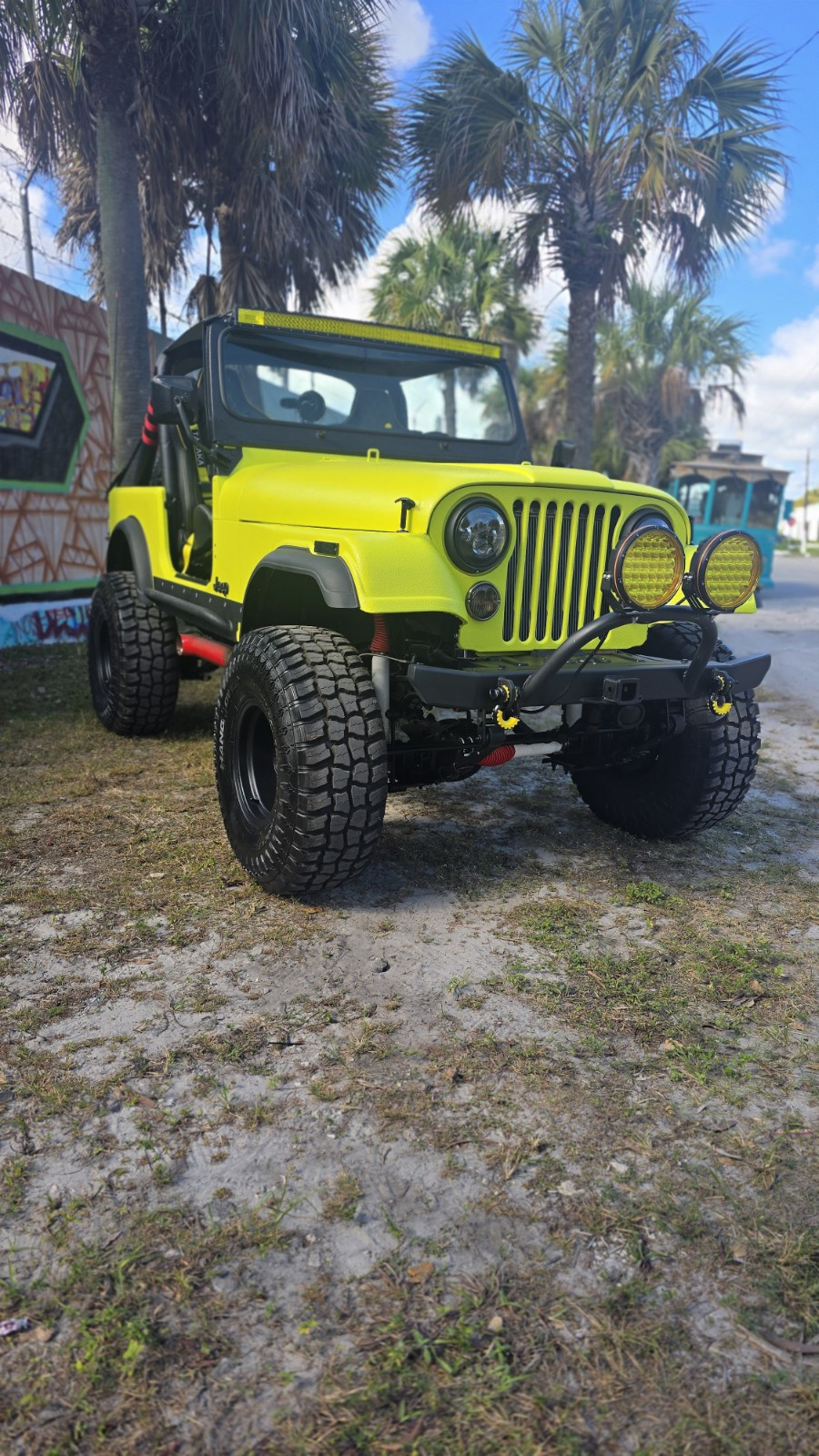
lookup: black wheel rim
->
[233,703,276,827]
[93,619,114,699]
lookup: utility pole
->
[20,160,39,278]
[802,446,810,556]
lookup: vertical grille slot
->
[519,500,541,642]
[502,500,523,642]
[580,505,606,628]
[551,505,574,641]
[565,505,589,636]
[535,500,557,642]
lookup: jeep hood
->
[214,450,688,541]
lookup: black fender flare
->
[245,546,359,612]
[105,515,153,592]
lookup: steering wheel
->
[278,389,327,425]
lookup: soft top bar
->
[236,308,502,359]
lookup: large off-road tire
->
[87,571,179,737]
[571,622,759,839]
[214,626,386,895]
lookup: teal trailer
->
[666,446,790,587]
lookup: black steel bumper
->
[410,652,771,709]
[408,607,771,709]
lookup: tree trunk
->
[565,282,598,470]
[77,0,150,483]
[443,369,458,437]
[216,204,240,310]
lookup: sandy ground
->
[0,559,819,1456]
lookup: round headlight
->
[446,500,509,572]
[466,581,500,622]
[691,530,763,612]
[611,524,685,612]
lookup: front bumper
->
[408,607,771,711]
[410,652,771,709]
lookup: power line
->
[778,31,819,66]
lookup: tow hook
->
[708,670,733,718]
[492,677,521,730]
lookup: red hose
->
[370,614,389,652]
[177,632,233,667]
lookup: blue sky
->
[0,0,819,493]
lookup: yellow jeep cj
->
[89,308,770,895]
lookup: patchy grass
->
[0,648,819,1456]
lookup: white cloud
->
[380,0,433,71]
[705,310,819,495]
[748,238,795,278]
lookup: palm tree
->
[370,218,538,435]
[407,0,784,464]
[138,0,397,311]
[0,0,155,464]
[518,352,565,464]
[593,284,749,485]
[530,282,749,485]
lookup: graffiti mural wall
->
[0,265,111,605]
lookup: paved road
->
[719,555,819,709]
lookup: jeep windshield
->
[209,328,526,461]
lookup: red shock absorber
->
[143,399,159,450]
[480,743,514,769]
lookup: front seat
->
[344,389,400,432]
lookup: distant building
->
[667,441,790,587]
[780,490,819,544]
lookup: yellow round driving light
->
[691,530,763,612]
[611,526,685,612]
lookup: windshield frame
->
[206,316,532,464]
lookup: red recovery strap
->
[143,400,159,450]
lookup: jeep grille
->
[502,497,622,646]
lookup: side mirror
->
[551,440,577,469]
[150,374,198,425]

────────────────────

Task -
Copy out all of the entries above word for word, leaving out the pictures.

Answer for the task -
lookup: black wheel rim
->
[233,703,276,827]
[93,619,114,699]
lookup: utility pole
->
[20,160,39,278]
[802,446,810,556]
lookup: vertical grille slot
->
[519,500,541,642]
[502,500,523,642]
[580,505,606,628]
[551,505,574,641]
[565,505,589,636]
[535,500,557,642]
lookup: jeep hood
->
[214,450,688,541]
lookup: black fender flare
->
[245,546,359,612]
[105,515,153,592]
lookup: steering wheel
->
[278,389,327,425]
lookup: soft top bar
->
[236,308,502,359]
lookup: large off-road tire
->
[87,571,179,737]
[571,622,759,839]
[214,626,386,895]
lookup: teal trailer
->
[666,446,790,587]
lookup: black steel bumper
->
[410,652,771,709]
[408,607,771,709]
lookup: tree trunk
->
[565,282,598,470]
[77,0,150,483]
[443,369,458,437]
[216,204,240,310]
lookup: sandy ground
->
[0,559,819,1456]
lookup: round headlight
->
[446,500,509,572]
[466,581,500,622]
[691,530,763,612]
[611,524,685,612]
lookup: front bumper
->
[408,607,771,711]
[410,652,771,709]
lookup: power line
->
[778,31,819,66]
lookup: tow hook
->
[708,670,733,718]
[492,677,521,730]
lookup: red hose
->
[370,614,389,652]
[177,632,233,667]
lookup: blue sky
->
[0,0,819,493]
lookup: yellow jeep cj
->
[89,308,770,895]
lookup: patchy grass
->
[0,648,819,1456]
lookup: white cloud
->
[380,0,433,71]
[705,310,819,495]
[748,238,795,278]
lookup: palm tree
->
[370,218,538,435]
[407,0,784,464]
[138,0,397,311]
[0,0,155,464]
[518,352,565,464]
[593,284,749,485]
[530,282,749,485]
lookup: graffiti mural wall
->
[0,265,111,605]
lookup: paved road
->
[719,555,819,709]
lookup: jeep windshield
->
[209,328,526,461]
lookup: red shock absorber
->
[143,399,159,450]
[480,743,514,769]
lookup: front seat
->
[344,389,400,432]
lookup: distant building
->
[667,441,790,587]
[780,490,819,544]
lookup: yellow round driving light
->
[691,530,763,612]
[611,526,685,612]
lookup: windshield frame
->
[206,316,532,464]
lookup: red recovery strap
->
[143,400,159,450]
lookup: jeep grille
->
[502,497,622,646]
lookup: side mirror
->
[551,440,577,469]
[150,374,198,425]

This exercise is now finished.